The problem:
Output each line of the listing that follows, with every character kept as it is.

Dataset extract:
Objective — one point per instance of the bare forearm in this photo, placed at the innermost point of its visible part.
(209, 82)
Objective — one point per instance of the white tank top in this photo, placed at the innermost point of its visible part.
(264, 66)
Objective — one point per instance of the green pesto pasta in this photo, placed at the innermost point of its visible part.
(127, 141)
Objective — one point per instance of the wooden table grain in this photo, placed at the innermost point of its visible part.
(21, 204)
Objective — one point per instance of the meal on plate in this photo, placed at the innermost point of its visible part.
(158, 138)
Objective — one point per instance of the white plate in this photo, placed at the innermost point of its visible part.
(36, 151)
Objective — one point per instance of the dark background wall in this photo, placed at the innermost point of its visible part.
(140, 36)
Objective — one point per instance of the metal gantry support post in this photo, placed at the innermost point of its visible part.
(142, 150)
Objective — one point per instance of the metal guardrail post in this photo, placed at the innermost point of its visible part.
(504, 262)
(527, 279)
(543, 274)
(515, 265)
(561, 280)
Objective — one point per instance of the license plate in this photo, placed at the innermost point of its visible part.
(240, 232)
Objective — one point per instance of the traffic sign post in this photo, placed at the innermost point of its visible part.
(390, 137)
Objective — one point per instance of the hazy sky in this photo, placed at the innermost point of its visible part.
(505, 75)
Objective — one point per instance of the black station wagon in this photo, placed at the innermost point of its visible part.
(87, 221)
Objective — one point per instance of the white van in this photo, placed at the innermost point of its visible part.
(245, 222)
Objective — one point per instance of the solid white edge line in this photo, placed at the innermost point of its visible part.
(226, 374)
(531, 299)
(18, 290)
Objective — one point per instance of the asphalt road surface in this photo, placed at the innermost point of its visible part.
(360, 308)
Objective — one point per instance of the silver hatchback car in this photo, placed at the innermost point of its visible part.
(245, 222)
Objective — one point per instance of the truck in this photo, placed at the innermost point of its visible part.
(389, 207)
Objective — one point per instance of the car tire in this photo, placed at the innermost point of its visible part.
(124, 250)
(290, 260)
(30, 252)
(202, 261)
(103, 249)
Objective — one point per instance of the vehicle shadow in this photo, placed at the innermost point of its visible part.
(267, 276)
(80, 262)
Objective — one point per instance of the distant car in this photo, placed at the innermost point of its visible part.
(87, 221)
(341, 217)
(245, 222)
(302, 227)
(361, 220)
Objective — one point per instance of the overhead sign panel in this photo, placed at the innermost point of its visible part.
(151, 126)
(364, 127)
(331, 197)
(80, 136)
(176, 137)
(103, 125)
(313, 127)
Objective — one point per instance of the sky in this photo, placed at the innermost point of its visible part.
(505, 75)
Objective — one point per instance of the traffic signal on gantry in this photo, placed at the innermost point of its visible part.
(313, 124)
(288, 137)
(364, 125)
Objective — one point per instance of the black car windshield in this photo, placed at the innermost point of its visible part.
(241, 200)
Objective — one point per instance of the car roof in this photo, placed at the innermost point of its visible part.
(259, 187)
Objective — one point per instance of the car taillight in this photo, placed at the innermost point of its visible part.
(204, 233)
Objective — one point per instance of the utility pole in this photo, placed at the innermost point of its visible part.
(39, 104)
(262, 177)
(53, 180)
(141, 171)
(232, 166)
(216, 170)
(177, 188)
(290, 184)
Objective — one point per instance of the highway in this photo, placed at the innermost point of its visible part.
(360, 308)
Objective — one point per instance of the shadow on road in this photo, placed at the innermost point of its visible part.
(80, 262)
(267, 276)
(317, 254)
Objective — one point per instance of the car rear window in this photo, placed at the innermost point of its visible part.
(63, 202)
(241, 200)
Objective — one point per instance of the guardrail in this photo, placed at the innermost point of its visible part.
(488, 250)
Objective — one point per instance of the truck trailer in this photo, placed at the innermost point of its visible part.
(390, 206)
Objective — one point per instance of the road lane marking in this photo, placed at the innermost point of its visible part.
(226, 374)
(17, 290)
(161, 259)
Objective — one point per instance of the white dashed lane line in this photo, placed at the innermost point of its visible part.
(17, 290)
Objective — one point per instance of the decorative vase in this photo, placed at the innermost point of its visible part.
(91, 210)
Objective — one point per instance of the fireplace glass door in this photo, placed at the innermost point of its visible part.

The completed task:
Objective — one point per instance of the bare forearm in this photo, placed at the innermost point of its visible part.
(209, 82)
Objective — one point per instance of the white tank top in this photo, placed at the innermost point of its visible part.
(264, 66)
Objective — one point per instance of the green pesto pasta in this photo, placed at the innermost point of its visible part.
(127, 141)
Objective — one point per instance of the wooden table grain in this photo, placed at the innermost point of its visible part.
(21, 204)
Objective — one point per instance of the meal on plate in this photo, placed at the innermost point of its visible part.
(158, 138)
Objective — one point per instance of the white plate in this photo, placed at the innermost point of its visible part.
(36, 151)
Objective — one point per instance of the dark background wall in this photo, placed at the innermost point of its visible part.
(140, 36)
Objective — one point per instance of the metal gantry support post in this photo, placed at the innermost point of its visible part.
(142, 150)
Objective — one point per instance of the metal guardrail post in this photo, placed at the innermost point of its visible part.
(504, 262)
(527, 279)
(543, 274)
(515, 265)
(561, 280)
Objective — one point per instance of the license plate in this photo, placed at the innermost point of its visible part.
(240, 232)
Objective — one point per instance of the traffic sign post in this photo, placed at the innermost point of its visible part.
(390, 137)
Objective — one point per instance of the hazy sky in this photo, placed at the innermost point of its visible part.
(505, 75)
Objective — one point per instance of the black station wagon in this photo, placed at the innermost point of its visible part.
(87, 221)
Objective — one point per instance of the white van in this photo, placed at the innermost point of its visible part.
(245, 222)
Objective — one point per instance of the solid white edge line in this photo, placed at the innermost point of its visible part.
(226, 374)
(531, 299)
(18, 290)
Objective — one point per instance of the asphalt road surface in this photo, placed at the innermost point of its visible part.
(360, 308)
Objective — one point per instance of the silver hatchback car in this photo, placed at the innermost point of its visible part.
(245, 222)
Objective — one point per instance of the truck in this photo, placed at the innermost point of its visible part.
(389, 207)
Objective — one point per instance of the car tire in this photo, placed at the innermost point of its visible part.
(124, 250)
(290, 260)
(30, 252)
(202, 261)
(103, 249)
Objective — one point per instance of the vehicle shadow in this photo, placed at the innermost point of its visible part.
(267, 276)
(80, 262)
Objective — one point per instance of the distant car in this photo, placed at the innermost point of its visible part.
(87, 221)
(341, 217)
(245, 222)
(302, 227)
(361, 220)
Objective — one point per instance of the overhead sign panel in this photo, placed at the innermost point of its visible part.
(151, 126)
(364, 127)
(331, 197)
(80, 136)
(176, 137)
(103, 125)
(313, 127)
Objective — one point per instance of the sky in this photo, placed at the innermost point of its visible part.
(505, 75)
Objective — one point per instance of the traffic signal on gantry in this photo, placed at the innermost point of its visible part.
(313, 124)
(288, 137)
(364, 125)
Objective — one point per instance of the black car windshield in this photo, placed at the innermost point of its visible part.
(241, 200)
Objective — one point per instance of the car roof in this photo, placed at the innermost point of its visible part.
(259, 187)
Objective — one point per instance of the car taillight in this photo, placed at the innermost point of its visible part.
(204, 233)
Objective — one point per instance of the utility pole in this photo, placed at the innermost point of its visible part.
(39, 104)
(262, 177)
(53, 180)
(141, 171)
(232, 166)
(216, 170)
(177, 188)
(290, 184)
Objective — one point per instance of the highway in this photo, placed at the innermost point of its visible part.
(360, 308)
Objective — one point per instance of the shadow on road in this photo, placed at the innermost point of its visible part.
(80, 262)
(267, 276)
(317, 254)
Objective — one point per instance of the car rear window in this photo, placed at the innermost point of its visible part.
(63, 202)
(241, 200)
Objective — one point per instance of the guardrail in this photo, placed at the innermost point of its visible part.
(488, 250)
Objective — one point per instance of the truck trailer in this photo, placed at the innermost point of its visible part.
(390, 206)
Objective — one point per instance of the road lane marking in this photo, placed at the innermost point of its visible part.
(226, 374)
(17, 290)
(161, 259)
Objective — one point per instance of the white dashed lane line in this photo, placed at the innermost point of its visible part.
(17, 290)
Objective — one point per instance of the decorative vase in this photo, placed at the innermost point of its visible part.
(91, 210)
Objective — one point per instance of the fireplace glass door in this photo, placed at the innermost point of its visible part.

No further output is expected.